→ **Selected text**:
------------------------------------------------

A logo is one of the most important elements of visual communication, which contains the key characteristics of corporate identity. Studies show that more than 60% of consumers associate logos with the quality of goods and services provided by the brand, so the importance of visual identity for business cannot be underestimated. And here we must not forget about safety, and understand all the nuances of both the legal use of other people’s logos, and the legal protection of your trademark.
A logo is an object created by creative labor, so it is protected by copyright. An organization can register a logo as a trademark and obtain the right to use the designation to identify the business. At the same time, the designer retains the copyright to the logo, unless otherwise agreed in the contract.
In this article we have tried to highlight as clearly as possible the most important points and pitfalls related to the legal use of logos, drawing your attention to what is really important to know.
Key Legal Aspects
Logo Copyright
Copyright arises for the logo developer at the moment of logo creation. There is no legal requirement to register or perform any special actions to activate protection. Copyright works worldwide for the life of the author and 70 years after his death. Protecting a logo with copyright does not mean that it must be registered. It is sufficient to obtain official proof of authorship by means of an escrow.
A contract is usually concluded between the designer and the entrepreneur, which specifies that the exclusive rights are alienated in full and transferred from the author to the customer. A transfer is necessary to legally use the logo. If a designer creates a logo as part of their employment duties, as a general rule, the exclusive rights belong to the client, unless otherwise provided.
Logo Registration
It is quite logical that a question may arise as to why a logo should be registered at all, if the client already has the rights to use it. The fact is that copyright law protects only against copying, i.e. against exact reproduction. If a competitor uses a similar logo, the claims will be unfounded. Copyright law protects against “re-works”, and it is difficult to prove that the logo was taken as a basis. But when registering a trademark, it is possible to prohibit the use of even similar designations.
Entry in the register of trademark means that the exclusive rights are acquired by the company, and the copyright also remains with the designer. But the possibilities of the right holder are expanding. A certificate from a government agency is conclusive evidence, unlike a contract.
To register a logo, it must first of all be unique, i.e. there are no similar pictorial or combined trademarks in the register; and it must comply with the legal requirements (requirements may vary from country to country).
Top 3 Mistakes in Logo Registration
Trademark registration has many nuances that only intellectual property specialists know about. But knowing what to pay attention to, you will be able to avoid the most common mistakes, because they are costly: this is lost time, wasted money and ruined nerves.
- Unwillingness to conduct a preliminary search for similarity and identity among already registered trademarks and applications for registration before filing an application for state registration of your trademark.

------------------------------------------------

→ **Recorded data**:
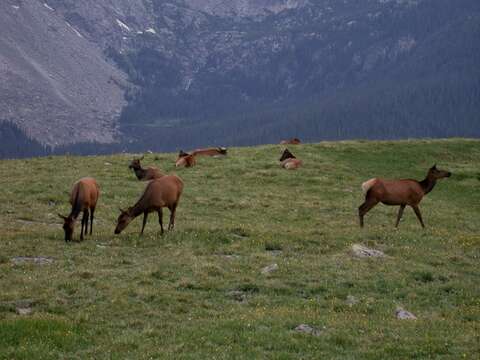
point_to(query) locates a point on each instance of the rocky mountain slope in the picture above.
(56, 85)
(191, 71)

------------------------------------------------

→ **Task instructions**:
(a) Answer each question from the logo article:
(i) What share of consumers associate logos with the quality of a brand's goods and services?
(ii) How long does copyright last?
(iii) What must a logo be, first of all, to be registered?
(b) Print the logo article from "To register a" to "country to country).".
Work from the logo article alone.

→ **Answers for the exercise**:
(a)
(i) More than 60%
(ii) For the life of the author and 70 years after his death
(iii) Unique, with no similar pictorial or combined trademarks in the register

(b)
To register a logo, it must first of all be unique, i.e. there are no similar pictorial or combined trademarks in the register; and it must comply with the legal requirements (requirements may vary from country to country).